[Free-text object descriptions]
[Start of Attachment]

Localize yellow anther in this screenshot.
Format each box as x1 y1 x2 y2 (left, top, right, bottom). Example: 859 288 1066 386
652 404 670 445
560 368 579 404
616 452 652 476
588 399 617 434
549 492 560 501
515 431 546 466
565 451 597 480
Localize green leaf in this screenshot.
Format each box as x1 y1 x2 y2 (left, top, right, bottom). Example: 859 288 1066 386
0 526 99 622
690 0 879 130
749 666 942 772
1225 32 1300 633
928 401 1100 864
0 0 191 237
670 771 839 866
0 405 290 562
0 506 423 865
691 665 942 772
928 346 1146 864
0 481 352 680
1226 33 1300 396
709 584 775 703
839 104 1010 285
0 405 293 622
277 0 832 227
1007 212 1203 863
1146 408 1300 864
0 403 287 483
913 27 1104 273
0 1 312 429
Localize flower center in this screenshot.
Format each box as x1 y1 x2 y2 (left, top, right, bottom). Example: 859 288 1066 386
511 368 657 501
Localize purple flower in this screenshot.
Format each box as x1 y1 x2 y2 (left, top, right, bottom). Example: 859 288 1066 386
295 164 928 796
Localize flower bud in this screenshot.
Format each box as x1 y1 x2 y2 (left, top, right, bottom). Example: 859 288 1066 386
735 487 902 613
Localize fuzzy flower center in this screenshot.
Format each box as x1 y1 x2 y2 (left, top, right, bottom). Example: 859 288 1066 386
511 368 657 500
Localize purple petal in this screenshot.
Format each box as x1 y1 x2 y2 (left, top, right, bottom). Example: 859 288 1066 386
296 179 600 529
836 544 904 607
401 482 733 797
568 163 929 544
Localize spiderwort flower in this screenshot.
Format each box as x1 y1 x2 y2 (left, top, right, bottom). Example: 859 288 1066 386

[End of Attachment]

**Task statement**
Exactly as they appear, write out the lines from the one containing "Localize flower bud in this screenshot." through the final line of the entries above, both included.

**Answer**
Localize flower bud in this screenshot.
Format each box as x1 y1 x2 y2 (left, top, right, bottom). Example: 859 288 1066 386
735 487 902 613
Localize fuzzy flower center in this screenshot.
Format each box as x1 y1 x2 y2 (left, top, right, bottom). Example: 859 288 1066 386
511 368 657 500
Localize purple petal in this screenshot.
Format each box as x1 y1 x2 y2 (left, top, right, bottom). Example: 859 288 1066 386
296 179 600 529
836 544 904 607
401 482 733 797
568 163 929 544
Localize spiderwort flower in this screenshot.
Format each box as x1 y1 x2 y2 (left, top, right, bottom). Example: 859 288 1066 386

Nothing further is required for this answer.